Gib aus dem Textauszug über Momente bei den Oscar-Verleihungen die Stelle von „Vom Oscar-Gewinn für“ bis einschließlich „Academy Award (2009)“ wortgetreu aus.
━━━━━ Textauszug
Der Academy schwant: Björk (2001)
2001 war die Ausnahmemusikerin Björk mit „I’ve seen it all“ aus Lars von Triers „Dancer in the Dark“ für den Oscar in der Kategorie Bester Original-Song nominiert. Leider ist ihre grandiose Performance bei den Academy Awards kaum mehr im Netz zu finden – anscheinend war der Academy Björks ausgefallene Garderobe dann doch einen Tick zu Hollywood-fern. Björk tauchte in einem kecken Schwanenkostüm auf.
Halle Berry und eine doch nicht so offene Tür (2002)
Als erste schwarze Frau, die den Academy Award für die beste Hauptrolle gewinnen konnte, war Halle Berry 2002 überwältigt und überzeugt, dass endlich die Tür offen stünde für viele weitere schwarze Oscar-Gewinnerinnen. Als sie Jahre nach ihrer emotionalen Rede die Oscar-Nominierungen für das Jahr 2016 erfuhr, gestand sie ernüchtert in einem Interview: „Ich saß da und dachte wirklich: Wow, dieser Moment hat tatsächlich nichts bedeutet.“
Michael Moore bläst George W. Bush den Marsch (2003)
„Ihre Zeit ist um!“, rief Aktivist Michael Moore dem damaligen US-Präsidenten George W. Bush zu, nachdem die USA unter dubiosen Vorwänden zum zweiten Mal gegen den Irak in den Krieg gezogen waren. Moore machte sich durch seine flammende Anklage viele Feinde – noch Jahre später wurden er und seine Familie bei Angriffen von fanatischen Befürwortern des zweiten Irakkriegs bedroht und verletzt. Die Auszeichnung von „Bowling for Columbine“ zum besten Dokumentarfilm war Anlass des politischen Statements.
Adrien Brody krallt sich Halle Berry (2003)
Vom Oscar-Gewinn für seine Hauptrolle in „Der Pianist“ anscheinend von allen guten Geistern verlassen, vergriff sich Adrien Brody an der nichts ahnenden Halle Berry, indem er sie wild umarmte und ihr einen Kuss aufzwang. Berry bemühte sich, mit Humor auf den Überfall zu reagieren, doch auch der Dankesrede von Brody haftete dadurch ein mehr als schaler Nachgeschmack an.
Heath Ledger bekommt posthumen Academy Award (2009)
━━━━━━━━━━
━━━━━ Auflistung
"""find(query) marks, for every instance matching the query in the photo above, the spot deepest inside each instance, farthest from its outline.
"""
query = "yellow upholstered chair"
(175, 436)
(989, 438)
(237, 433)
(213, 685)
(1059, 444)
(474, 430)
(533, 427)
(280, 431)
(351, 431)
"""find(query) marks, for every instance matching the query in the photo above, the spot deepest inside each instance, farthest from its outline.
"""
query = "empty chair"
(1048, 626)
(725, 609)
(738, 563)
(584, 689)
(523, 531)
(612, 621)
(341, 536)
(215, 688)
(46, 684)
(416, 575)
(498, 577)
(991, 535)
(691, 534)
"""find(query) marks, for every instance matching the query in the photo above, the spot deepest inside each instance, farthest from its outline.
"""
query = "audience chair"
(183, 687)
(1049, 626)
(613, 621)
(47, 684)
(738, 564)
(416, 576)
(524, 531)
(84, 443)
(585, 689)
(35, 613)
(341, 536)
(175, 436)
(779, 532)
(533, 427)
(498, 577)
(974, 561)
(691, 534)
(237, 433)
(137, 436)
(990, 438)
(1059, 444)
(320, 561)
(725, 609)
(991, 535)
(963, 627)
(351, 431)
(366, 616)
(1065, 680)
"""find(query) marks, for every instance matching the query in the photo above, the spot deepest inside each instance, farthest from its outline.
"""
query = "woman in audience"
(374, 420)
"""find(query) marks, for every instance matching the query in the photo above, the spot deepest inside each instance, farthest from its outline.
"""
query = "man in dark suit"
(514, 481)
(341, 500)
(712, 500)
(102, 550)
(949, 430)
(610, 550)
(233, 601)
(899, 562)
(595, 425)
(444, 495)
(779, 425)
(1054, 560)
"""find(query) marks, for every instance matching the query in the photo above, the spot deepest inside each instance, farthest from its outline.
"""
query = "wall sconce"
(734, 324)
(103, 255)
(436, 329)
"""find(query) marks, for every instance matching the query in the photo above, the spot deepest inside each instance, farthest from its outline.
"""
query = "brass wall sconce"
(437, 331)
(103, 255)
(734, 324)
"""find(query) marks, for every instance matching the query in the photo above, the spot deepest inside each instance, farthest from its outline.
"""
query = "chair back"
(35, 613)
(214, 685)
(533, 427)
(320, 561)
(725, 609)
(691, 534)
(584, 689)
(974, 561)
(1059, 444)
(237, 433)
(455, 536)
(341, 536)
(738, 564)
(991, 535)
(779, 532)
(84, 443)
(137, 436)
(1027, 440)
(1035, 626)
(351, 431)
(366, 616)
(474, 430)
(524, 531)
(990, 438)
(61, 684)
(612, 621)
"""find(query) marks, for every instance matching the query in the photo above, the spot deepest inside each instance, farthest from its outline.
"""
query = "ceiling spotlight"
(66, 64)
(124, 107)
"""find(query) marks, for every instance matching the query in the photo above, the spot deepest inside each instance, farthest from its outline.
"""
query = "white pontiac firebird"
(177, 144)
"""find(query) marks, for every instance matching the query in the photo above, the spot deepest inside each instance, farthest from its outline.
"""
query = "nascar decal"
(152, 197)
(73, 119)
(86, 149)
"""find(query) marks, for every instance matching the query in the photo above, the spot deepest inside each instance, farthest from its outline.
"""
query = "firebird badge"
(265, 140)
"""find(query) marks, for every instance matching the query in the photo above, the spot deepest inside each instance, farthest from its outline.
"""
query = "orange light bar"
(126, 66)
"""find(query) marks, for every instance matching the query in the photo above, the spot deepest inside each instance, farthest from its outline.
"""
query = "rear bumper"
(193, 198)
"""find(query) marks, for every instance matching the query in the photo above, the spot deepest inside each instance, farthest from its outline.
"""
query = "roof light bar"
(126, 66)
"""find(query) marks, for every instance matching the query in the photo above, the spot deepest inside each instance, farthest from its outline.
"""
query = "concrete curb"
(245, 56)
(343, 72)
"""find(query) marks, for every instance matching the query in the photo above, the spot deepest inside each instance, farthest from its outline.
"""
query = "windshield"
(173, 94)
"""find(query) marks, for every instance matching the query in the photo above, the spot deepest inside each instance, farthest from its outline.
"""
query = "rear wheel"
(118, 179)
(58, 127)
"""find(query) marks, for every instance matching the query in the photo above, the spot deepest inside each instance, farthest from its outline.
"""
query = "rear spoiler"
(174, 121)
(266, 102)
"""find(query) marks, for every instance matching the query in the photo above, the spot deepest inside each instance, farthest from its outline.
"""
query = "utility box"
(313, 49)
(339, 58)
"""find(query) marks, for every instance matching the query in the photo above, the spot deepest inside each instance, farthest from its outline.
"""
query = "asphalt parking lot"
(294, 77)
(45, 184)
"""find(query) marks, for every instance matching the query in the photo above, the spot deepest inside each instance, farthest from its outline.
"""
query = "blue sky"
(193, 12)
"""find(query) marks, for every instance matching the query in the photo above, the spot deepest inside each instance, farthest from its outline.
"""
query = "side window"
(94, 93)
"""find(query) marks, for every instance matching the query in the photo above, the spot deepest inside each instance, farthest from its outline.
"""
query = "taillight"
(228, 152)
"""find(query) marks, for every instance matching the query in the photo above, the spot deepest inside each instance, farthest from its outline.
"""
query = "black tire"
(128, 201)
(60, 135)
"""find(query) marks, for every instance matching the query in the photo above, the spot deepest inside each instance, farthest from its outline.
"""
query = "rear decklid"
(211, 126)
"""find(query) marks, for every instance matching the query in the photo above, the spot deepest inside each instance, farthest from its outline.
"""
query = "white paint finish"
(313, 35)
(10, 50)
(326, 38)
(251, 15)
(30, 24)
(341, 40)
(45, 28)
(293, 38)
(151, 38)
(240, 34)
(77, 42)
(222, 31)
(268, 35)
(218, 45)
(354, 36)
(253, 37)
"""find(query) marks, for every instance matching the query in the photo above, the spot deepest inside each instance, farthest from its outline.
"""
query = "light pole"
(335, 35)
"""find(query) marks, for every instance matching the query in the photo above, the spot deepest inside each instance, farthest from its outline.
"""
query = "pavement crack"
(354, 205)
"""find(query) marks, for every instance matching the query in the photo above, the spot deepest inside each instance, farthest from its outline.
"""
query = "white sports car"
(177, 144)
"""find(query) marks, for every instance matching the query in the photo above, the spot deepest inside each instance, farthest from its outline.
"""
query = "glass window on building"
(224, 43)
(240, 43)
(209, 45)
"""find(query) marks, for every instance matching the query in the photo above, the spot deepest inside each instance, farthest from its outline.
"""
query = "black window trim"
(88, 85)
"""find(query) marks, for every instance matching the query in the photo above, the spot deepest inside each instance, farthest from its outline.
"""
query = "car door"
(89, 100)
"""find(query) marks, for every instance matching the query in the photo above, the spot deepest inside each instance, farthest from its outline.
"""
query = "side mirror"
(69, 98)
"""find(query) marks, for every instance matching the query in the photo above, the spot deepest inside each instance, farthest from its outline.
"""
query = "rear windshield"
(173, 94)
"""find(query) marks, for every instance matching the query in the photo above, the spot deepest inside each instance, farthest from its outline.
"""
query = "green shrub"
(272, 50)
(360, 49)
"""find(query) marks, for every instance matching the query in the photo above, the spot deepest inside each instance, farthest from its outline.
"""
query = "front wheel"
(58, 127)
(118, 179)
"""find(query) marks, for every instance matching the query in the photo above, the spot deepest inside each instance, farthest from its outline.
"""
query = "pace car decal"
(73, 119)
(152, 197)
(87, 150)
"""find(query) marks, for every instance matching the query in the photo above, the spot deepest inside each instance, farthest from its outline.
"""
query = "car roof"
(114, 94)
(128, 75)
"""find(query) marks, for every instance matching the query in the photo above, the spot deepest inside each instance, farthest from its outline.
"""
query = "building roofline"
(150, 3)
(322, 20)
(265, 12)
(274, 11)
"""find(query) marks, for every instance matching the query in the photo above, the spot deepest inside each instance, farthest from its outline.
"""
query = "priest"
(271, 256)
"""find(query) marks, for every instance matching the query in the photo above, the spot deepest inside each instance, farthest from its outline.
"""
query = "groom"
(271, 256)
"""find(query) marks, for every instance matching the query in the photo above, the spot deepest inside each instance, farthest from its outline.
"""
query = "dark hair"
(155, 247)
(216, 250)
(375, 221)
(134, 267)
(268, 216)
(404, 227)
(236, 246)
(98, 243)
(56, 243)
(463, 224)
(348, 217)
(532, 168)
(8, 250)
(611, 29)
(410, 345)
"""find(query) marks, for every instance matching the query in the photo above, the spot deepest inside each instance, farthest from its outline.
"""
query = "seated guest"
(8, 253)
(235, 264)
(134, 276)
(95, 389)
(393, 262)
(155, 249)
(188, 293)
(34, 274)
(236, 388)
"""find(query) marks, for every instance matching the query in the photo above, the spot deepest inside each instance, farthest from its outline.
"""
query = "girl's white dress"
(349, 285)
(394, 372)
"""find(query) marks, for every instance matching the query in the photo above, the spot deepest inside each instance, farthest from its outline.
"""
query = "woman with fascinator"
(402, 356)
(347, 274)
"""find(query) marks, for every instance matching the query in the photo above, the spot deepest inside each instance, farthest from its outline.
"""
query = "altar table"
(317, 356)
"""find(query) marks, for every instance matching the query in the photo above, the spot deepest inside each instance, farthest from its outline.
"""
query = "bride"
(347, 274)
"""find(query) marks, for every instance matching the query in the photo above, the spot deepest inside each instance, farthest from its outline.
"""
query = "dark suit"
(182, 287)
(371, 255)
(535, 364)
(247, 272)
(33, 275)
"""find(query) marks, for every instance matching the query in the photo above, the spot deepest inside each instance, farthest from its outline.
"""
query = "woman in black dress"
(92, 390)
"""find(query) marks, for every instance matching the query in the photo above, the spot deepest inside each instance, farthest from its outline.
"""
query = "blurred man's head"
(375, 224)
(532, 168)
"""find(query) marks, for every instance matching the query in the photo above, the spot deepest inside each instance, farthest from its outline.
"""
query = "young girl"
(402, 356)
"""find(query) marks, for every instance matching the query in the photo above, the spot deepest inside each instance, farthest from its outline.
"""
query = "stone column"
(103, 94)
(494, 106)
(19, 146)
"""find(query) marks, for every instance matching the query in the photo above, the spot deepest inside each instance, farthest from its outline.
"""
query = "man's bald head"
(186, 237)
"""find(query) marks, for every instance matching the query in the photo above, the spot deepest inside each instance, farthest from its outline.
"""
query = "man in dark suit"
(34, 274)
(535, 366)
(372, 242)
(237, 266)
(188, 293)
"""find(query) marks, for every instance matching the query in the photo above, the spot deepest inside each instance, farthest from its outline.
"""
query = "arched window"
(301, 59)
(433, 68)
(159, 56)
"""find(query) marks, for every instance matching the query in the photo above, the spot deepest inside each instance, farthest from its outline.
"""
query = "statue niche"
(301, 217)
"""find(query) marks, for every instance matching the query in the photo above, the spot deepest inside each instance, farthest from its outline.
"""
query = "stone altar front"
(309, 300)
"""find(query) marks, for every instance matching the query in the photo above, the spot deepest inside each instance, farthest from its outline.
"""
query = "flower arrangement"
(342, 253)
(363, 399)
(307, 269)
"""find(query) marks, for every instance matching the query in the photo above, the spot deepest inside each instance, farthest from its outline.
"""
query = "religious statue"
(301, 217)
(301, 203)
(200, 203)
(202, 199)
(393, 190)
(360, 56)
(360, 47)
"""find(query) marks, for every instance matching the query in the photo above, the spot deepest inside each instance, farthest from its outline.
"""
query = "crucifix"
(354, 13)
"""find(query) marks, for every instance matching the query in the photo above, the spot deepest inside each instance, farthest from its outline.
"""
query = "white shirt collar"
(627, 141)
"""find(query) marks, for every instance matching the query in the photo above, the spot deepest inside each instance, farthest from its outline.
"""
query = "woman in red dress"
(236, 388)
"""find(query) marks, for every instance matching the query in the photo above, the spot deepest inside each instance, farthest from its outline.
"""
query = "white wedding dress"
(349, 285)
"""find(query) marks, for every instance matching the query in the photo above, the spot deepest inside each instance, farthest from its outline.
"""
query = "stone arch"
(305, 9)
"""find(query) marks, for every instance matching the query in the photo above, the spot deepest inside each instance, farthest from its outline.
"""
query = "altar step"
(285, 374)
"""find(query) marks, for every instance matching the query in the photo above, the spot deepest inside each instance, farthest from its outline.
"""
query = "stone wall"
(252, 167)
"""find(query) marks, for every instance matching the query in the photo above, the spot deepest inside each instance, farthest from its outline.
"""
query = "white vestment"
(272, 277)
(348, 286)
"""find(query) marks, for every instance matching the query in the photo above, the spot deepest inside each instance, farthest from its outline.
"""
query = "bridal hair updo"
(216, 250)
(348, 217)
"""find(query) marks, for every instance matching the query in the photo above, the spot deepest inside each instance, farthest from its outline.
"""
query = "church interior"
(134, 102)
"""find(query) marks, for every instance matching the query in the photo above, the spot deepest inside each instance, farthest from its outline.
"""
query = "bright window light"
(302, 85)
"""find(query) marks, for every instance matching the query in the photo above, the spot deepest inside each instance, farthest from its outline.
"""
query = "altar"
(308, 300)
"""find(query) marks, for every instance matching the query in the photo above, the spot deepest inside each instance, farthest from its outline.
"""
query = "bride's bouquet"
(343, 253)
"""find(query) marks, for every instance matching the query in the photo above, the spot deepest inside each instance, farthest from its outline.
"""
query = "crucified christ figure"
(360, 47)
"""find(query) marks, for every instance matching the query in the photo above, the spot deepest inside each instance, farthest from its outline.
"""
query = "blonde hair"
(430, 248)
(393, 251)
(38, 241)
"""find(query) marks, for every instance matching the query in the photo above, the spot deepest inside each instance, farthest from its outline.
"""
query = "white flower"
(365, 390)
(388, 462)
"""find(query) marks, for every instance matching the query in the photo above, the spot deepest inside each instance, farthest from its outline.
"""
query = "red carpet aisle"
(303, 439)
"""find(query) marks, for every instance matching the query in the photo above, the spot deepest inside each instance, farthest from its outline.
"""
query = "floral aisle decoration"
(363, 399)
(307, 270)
━━━━━━━━━━
Musterlösung:
Vom Oscar-Gewinn für seine Hauptrolle in „Der Pianist“ anscheinend von allen guten Geistern verlassen, vergriff sich Adrien Brody an der nichts ahnenden Halle Berry, indem er sie wild umarmte und ihr einen Kuss aufzwang. Berry bemühte sich, mit Humor auf den Überfall zu reagieren, doch auch der Dankesrede von Brody haftete dadurch ein mehr als schaler Nachgeschmack an.
Heath Ledger bekommt posthumen Academy Award (2009)